**TEXTE SOURCE**
>>>>>
Il faut réhabiliter le médecin en tant qu’entrepreneur

A l’origine des cliniques privées il y a des médecins. On voit que le modèle de gestion indépendante a trouvé ses limites aujourd’hui, et les cliniques sont progressivement amenées à se regrouper ; mais dans le même temps, une remise en question du système actuel s’impose car il est déresponsabilisant pour le médecin : les tutelles ne les entendent pas puisqu’elles contractent directement avec les établissements de santé. Pour renverser cette tendance, le médecin doit retrouver le sens de l’entrepreneuriat, en développant des modèles innovants.

Jean-Luc Baron est chirurgien à la clinique Clémentville de Montpellier et président de la Conférence nationale des présidents de CME de l’hospitalisation privée. Selon lui, le médecin a tout intérêt à redevenir un véritable entrepreneur, et ce pour deux raisons principales.

Premièrement, les professionnels de santé qui officient en clinique sont dans une certaine mesure coupés contractuellement des tutelles, notamment des ARS qui passent des contrats avec les établissements, ou les groupements d’établissements, ce qui leur évite de multiplier les interlocuteurs.
En cas de sanction pour non-respect des termes des CPOM (contrats pluriannuels d’objectifs et de moyens), le professionnel de santé n’est pas concerné directement, l’ARS n’ayant pas contracté avec lui, la sanction tombera forcément sur la clinique. Par ailleurs, en raison de la pénurie actuelle de médecins qui choisissent l’exercice libéral, la clinique n’a aucun intérêt à dénoncer le contrat qu’elle a passé avec ses praticiens s’ils ne respectent pas les objectifs qui s’imposent à elle.
<<<<<
**CONSIGNE**
Poursuivez le texte sur le médecin entrepreneur à partir de sa dernière phrase. Le listing n'a aucun lien avec le texte sur le médecin entrepreneur.

**MATÉRIEL FOURNI**
>>>>>
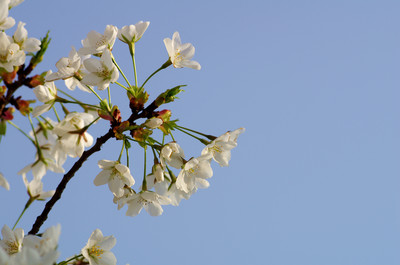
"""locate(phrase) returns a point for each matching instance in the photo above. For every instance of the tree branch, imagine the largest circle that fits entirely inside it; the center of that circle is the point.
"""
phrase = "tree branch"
(67, 177)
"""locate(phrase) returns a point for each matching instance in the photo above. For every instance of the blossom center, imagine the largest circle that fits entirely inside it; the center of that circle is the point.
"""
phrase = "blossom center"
(216, 148)
(100, 42)
(13, 247)
(95, 251)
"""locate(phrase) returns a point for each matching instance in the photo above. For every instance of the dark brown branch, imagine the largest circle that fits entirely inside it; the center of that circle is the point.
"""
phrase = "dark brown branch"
(67, 177)
(145, 113)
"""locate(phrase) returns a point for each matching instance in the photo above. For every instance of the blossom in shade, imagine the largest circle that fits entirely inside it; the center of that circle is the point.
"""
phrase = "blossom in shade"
(101, 72)
(47, 94)
(10, 53)
(96, 43)
(97, 250)
(72, 138)
(116, 175)
(11, 240)
(14, 3)
(46, 243)
(69, 69)
(21, 38)
(180, 54)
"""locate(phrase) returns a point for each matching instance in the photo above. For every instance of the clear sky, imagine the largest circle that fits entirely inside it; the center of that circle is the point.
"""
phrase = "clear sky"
(314, 180)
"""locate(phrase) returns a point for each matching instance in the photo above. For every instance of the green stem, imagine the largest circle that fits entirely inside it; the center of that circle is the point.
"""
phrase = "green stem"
(109, 96)
(71, 259)
(47, 122)
(127, 155)
(24, 133)
(144, 183)
(201, 140)
(131, 49)
(68, 95)
(55, 112)
(140, 142)
(165, 65)
(94, 92)
(28, 203)
(39, 151)
(90, 124)
(119, 69)
(121, 85)
(205, 135)
(170, 133)
(81, 103)
(122, 150)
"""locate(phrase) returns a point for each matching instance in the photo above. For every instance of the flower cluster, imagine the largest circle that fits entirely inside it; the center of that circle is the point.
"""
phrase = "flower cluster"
(93, 68)
(16, 248)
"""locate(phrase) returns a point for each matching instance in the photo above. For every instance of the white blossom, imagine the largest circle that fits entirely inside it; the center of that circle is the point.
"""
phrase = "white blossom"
(47, 94)
(148, 200)
(194, 175)
(14, 3)
(46, 243)
(116, 175)
(12, 240)
(96, 43)
(72, 139)
(10, 53)
(101, 73)
(180, 54)
(6, 22)
(97, 250)
(69, 69)
(21, 38)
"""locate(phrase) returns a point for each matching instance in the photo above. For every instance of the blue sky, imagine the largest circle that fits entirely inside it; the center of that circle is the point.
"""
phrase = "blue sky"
(315, 178)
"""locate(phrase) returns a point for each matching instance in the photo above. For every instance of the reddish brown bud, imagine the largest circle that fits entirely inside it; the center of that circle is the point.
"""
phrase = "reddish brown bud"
(137, 102)
(9, 77)
(7, 114)
(36, 81)
(119, 129)
(3, 90)
(23, 105)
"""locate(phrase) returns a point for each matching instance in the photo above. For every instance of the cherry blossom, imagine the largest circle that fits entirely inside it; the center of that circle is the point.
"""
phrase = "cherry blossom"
(97, 250)
(180, 54)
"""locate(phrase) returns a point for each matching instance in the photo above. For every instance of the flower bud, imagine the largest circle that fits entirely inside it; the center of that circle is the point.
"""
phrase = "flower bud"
(153, 123)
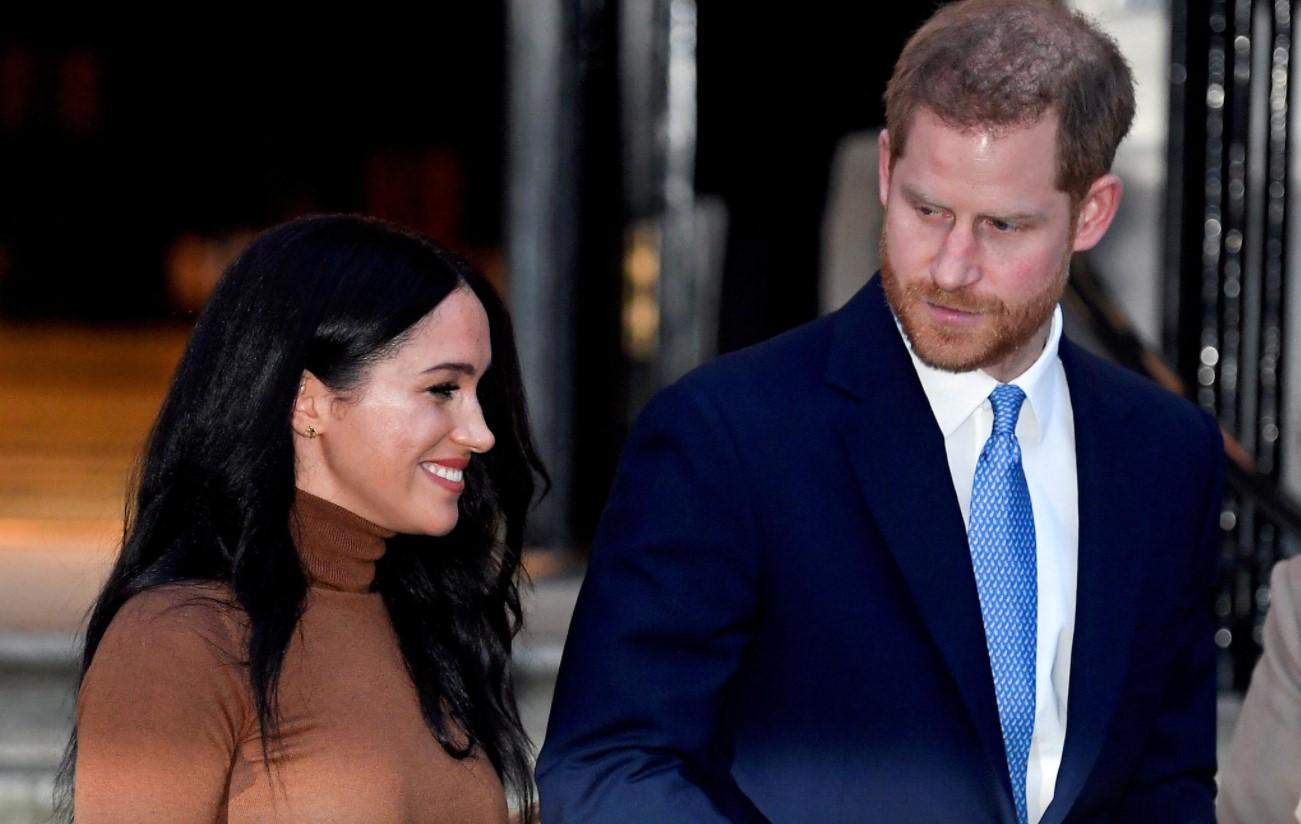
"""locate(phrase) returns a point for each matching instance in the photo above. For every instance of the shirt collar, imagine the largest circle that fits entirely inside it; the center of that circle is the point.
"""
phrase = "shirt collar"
(954, 396)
<<<<<
**RÉSULTAT**
Pour les prescriptions (médicaments, transports, actes pertinents), à défaut de contracter avec chaque médecin individuellement – ce qui serait ingérable -, les tutelles auraient donc tout intérêt à avoir comme interlocuteurs des entreprises regroupant des médecins.
Ainsi, pour responsabiliser les médecins face à leurs objectifs, il faut leur permettre de s’organiser en structures de taille suffisante, au-delà des SCP et des SEL qui existent déjà.

Deuxièmement, le système actuel est peu attractif si on considère les demandes et les besoins des  jeunes. Formés dans les hôpitaux publics, ils sont entourés et, dans une certaine mesure, rassurés  par l’intégration à des équipes médicales alors que dans les cliniques privées, l’exercice est beaucoup plus individuel avec une responsabilité plus personnelle.
L’organisation des médecins en entreprise permettrait aux jeunes de s’insérer dans des structures où ils pourraient « faire carrière »  et s’appuyer sur le modèle de médecins plus expérimentés.

Ces entreprises de « services » – que l’on peut imaginer par spécialité et sur un territoire donné –  auraient pour vocation d’organiser les éventuelles délégations, voire des transferts de tâches… et contractualiser avec les ARS sur des objectifs de qualité des soins, de pertinence des actes, d’accessibilité…

Pour développer à nouveau l’esprit d’entreprise chez les médecins, il faut évidemment trouver une articulation avec les cliniques pour qu’elles ne deviennent pas uniquement des murs dans lesquels ils  « loueraient » des salles ou des plateaux techniques. Il faut particulièrement veiller à ne pas multiplier les coûts entre l’établissement et l’entreprise médicale.
Il y a donc un nouveau modèle à construire basé sur les prestations et le savoir-faire de sociétés de services constituées de médecins. C’est un fonctionnement qui fait ses premiers pas dans le domaine de la médecine de ville, notamment dans les territoires difficiles, à travers les Maisons de santé. La refonte de la permanence des soins est un bon sujet pour commencer à développer ce concept.